**Text section:**
I don't get why people fret over this stuff. Stations sell ads based on eyes. There are very few stations that are going to cut their potential audience in half by only being on one service over the other. A smaller station, like Chiller, is willing to do this because they are trying to get established in the first place, and their deal with D* also has D* pushing them. But Disney? There is no way Di$ney would say no, I don't want those 15million subscribers on dish. There is no major station that will have HD on Direct Tv that will not end up on Dish within a few months. And vice versa. There is no money in doing that.


----------



## nataraj (Feb 25, 2006)

lpmiller said:


> There is no major station that will have HD on Direct Tv that will not end up on Dish within a few months. And vice versa. There is no money in doing that.


It will just depend on E* bandwidth ... if E* has the SD version I'm sure they can get the HD version too.


----------



## zlensman (Jan 15, 2006)

First broadcaster to get Anime Network in HD gets my business. Arigato! ( ^-^)


----------



## convem24 (Mar 11, 2007)

projectorguru said:


> from the D website............
> 
> To date, DIRECTV has signed agreements or agreements in principle, to launch the following networks.
> 
> ...


BTN and Thriller will not be in HD through E* since BTN has no agreement with E* (D* and smaller cable companies have agreements with BTN) and Thriller is exclusive to D* right now. The rest of channels would need carriage agreements like D* has done. The other issue in the short term for E* is getting their new Mpeg 4 birds in the air like D* is currently doing. Not to slam E* but I am not a huge fan of voom (I have had E* in the past). Voom was a complete waste of my time but for others it may be a good product. To each his own.


----------



## James Long (Apr 17, 2003)

convem24 said:


> BTN and Thriller will not be in HD through E* since BTN has no agreement with E* (D* and smaller cable companies have agreements with BTN) and Thriller is exclusive to D* right now. The rest of channels would need carriage agreements like D* has done. The other issue in the short term for E* is getting their new Mpeg 4 birds in the air like D* is currently doing. Not to slam E* but I am not a huge fan of voom (I have had E* in the past). Voom was a complete waste of my time but for others it may be a good product. To each his own.


The important thing is the launched feeds ...

What launched HD feeds is E* not carrying? There is no telling what sort of deals E* has set up for channels that don't exist yet. Just because D* claims to be planning on carrying them does not mean E* won't carry them.

BTN has not launched yet. D* and a few small cable companies have promised to carry it ... nobody has BTN on the air today (HD or SD). The last report on E*'s talks with BTN was positive. There is still a couple of weeks to get a deal done.

**Required work:**
Edit the forum thread: copy everything from "The important thing" down to "a deal done.", putting "encouraging" in place of "positive". Rely only on the forum thread above.

**Entries shown:**
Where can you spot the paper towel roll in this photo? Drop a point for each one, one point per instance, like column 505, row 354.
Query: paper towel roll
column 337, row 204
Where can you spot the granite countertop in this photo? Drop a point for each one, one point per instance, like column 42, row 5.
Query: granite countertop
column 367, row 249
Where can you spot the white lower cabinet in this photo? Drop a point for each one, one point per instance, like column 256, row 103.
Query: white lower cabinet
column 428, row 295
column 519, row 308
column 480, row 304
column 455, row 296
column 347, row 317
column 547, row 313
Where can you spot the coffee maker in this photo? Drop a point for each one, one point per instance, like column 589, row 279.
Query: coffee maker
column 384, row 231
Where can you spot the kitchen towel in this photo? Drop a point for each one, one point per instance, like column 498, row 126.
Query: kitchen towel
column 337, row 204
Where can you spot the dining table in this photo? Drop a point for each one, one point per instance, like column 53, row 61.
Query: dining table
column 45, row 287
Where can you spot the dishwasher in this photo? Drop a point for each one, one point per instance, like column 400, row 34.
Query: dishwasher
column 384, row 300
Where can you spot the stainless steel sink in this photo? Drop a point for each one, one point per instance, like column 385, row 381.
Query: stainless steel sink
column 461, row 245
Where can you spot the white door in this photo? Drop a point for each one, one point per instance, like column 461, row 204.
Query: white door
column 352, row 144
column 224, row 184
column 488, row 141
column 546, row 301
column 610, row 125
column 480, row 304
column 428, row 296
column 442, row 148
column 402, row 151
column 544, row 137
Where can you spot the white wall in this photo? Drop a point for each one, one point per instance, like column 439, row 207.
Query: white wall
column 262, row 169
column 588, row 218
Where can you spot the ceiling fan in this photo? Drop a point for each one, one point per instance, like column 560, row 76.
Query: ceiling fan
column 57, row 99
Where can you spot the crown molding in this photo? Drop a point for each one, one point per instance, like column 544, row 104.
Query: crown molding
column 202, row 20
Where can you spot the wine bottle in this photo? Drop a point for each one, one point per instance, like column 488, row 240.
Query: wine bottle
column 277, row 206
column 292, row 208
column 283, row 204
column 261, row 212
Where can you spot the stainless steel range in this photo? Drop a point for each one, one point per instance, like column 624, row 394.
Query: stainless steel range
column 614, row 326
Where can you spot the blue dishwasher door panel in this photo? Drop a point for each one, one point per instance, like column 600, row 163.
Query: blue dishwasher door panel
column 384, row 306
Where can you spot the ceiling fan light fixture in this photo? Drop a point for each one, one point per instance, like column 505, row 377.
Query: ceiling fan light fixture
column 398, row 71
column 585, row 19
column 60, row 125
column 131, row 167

**Response:**
The important thing is the launched feeds ...

What launched HD feeds is E* not carrying? There is no telling what sort of deals E* has set up for channels that don't exist yet. Just because D* claims to be planning on carrying them does not mean E* won't carry them.

BTN has not launched yet. D* and a few small cable companies have promised to carry it ... nobody has BTN on the air today (HD or SD). The last report on E*'s talks with BTN was encouraging. There is still a couple of weeks to get a deal done.